↓↓↓

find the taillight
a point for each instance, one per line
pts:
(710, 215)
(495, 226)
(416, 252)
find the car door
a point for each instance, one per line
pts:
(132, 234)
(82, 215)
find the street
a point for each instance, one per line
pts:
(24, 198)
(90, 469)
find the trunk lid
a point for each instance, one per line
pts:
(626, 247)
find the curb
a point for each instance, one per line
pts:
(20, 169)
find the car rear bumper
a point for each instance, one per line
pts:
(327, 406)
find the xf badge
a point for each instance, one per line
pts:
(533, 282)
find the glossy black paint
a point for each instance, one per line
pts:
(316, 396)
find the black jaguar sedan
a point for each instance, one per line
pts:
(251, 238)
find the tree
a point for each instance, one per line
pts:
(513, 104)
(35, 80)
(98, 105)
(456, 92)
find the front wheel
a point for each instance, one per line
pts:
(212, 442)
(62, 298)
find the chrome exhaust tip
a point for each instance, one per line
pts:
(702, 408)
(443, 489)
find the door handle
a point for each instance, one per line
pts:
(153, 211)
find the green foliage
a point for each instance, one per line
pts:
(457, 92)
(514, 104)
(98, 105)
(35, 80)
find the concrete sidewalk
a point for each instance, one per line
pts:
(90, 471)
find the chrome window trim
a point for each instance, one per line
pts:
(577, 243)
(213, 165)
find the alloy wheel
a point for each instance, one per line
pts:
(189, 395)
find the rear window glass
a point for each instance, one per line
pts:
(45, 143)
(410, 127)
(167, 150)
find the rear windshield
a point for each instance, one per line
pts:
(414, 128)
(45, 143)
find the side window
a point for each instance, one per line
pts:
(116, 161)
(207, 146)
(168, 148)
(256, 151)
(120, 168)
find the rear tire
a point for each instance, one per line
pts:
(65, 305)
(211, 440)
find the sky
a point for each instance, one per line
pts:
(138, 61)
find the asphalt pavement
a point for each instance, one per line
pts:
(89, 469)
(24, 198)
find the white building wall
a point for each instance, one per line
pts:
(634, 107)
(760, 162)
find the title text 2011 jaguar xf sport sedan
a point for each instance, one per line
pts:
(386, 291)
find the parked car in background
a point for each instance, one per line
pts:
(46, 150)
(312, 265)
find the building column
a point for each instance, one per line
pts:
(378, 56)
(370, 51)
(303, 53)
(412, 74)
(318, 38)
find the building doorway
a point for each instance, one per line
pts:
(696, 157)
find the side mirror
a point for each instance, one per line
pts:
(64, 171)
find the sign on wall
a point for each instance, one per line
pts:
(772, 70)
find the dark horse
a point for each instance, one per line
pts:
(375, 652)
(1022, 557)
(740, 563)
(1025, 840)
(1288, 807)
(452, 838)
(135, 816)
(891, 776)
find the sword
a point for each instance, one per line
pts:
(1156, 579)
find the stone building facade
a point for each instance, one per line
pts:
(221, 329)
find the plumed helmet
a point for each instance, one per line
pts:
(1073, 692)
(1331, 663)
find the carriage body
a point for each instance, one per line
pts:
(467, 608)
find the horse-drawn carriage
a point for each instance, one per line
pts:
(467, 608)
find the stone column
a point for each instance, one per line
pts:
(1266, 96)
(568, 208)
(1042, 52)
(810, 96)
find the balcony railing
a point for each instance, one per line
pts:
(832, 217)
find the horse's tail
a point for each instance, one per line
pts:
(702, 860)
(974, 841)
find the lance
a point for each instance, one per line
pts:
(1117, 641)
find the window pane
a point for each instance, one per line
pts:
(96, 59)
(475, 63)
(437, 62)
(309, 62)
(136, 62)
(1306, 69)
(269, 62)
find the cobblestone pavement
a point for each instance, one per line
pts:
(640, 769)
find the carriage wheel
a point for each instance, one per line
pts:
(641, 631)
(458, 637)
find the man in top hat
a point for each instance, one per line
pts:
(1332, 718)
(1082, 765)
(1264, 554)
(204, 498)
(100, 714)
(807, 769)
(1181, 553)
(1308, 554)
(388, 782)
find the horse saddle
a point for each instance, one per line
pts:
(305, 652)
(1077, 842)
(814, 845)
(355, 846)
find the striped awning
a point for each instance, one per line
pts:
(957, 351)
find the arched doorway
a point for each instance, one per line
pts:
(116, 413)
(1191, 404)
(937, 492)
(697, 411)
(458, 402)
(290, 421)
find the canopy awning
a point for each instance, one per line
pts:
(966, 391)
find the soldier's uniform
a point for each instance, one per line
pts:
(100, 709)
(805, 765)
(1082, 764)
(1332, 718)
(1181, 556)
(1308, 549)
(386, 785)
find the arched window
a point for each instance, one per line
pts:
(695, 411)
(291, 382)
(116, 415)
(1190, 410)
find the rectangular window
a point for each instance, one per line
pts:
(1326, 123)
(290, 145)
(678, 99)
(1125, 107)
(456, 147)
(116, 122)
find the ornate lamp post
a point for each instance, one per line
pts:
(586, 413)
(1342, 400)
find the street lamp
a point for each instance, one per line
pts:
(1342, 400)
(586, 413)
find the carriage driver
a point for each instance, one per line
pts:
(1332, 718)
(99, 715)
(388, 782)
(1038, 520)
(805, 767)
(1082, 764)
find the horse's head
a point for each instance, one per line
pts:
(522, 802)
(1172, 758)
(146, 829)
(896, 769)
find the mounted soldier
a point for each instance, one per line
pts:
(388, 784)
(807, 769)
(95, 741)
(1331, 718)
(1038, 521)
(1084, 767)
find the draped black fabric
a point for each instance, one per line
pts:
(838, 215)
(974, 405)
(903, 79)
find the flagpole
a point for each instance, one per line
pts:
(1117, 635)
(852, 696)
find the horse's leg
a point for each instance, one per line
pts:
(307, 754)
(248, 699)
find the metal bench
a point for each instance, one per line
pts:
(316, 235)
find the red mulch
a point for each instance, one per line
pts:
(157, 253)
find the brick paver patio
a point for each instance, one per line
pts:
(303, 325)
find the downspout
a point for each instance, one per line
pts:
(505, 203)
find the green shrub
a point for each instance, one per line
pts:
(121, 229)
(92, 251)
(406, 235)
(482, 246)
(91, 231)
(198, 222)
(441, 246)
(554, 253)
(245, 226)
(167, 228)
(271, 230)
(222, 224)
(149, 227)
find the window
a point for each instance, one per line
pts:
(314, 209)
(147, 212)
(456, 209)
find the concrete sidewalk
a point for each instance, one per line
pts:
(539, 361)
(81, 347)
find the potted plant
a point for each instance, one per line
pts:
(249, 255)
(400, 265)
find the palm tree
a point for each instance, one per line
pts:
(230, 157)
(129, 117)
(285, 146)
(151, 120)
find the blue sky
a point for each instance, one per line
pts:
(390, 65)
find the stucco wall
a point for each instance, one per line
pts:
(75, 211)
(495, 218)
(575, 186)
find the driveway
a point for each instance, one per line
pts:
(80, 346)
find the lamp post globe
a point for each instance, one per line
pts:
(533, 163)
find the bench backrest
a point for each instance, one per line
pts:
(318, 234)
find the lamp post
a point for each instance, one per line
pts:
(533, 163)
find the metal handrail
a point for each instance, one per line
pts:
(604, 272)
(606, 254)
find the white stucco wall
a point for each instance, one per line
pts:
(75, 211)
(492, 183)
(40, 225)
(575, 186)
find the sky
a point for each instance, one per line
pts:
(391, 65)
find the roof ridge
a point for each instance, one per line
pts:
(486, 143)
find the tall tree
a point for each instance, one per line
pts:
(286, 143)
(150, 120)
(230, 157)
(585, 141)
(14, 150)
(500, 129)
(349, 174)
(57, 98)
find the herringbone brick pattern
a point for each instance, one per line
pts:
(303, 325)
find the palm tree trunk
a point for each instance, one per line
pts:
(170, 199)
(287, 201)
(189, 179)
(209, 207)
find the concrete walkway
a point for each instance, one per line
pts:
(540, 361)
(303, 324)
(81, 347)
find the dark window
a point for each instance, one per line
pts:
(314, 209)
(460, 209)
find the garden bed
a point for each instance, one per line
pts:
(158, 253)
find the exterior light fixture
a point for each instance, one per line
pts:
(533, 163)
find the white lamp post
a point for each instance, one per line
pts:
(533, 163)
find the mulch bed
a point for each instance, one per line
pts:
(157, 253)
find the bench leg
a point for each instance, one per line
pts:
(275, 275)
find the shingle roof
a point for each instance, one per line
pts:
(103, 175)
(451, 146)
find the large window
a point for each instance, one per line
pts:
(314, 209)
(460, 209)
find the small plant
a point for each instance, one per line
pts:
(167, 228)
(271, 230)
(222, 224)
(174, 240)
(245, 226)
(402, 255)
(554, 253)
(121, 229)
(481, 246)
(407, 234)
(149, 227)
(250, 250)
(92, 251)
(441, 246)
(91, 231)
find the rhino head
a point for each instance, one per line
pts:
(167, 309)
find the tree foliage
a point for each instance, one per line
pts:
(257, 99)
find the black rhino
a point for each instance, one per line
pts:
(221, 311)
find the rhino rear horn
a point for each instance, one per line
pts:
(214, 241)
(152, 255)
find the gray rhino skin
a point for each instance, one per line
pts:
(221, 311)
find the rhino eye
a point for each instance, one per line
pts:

↑↑↑

*WORK ITEM*: Only lines that include "wall" belong in the answer; copy all of them from the listing.

*RESULT BELOW*:
find the white building wall
find the sign on wall
find the stucco wall
find the white stucco wall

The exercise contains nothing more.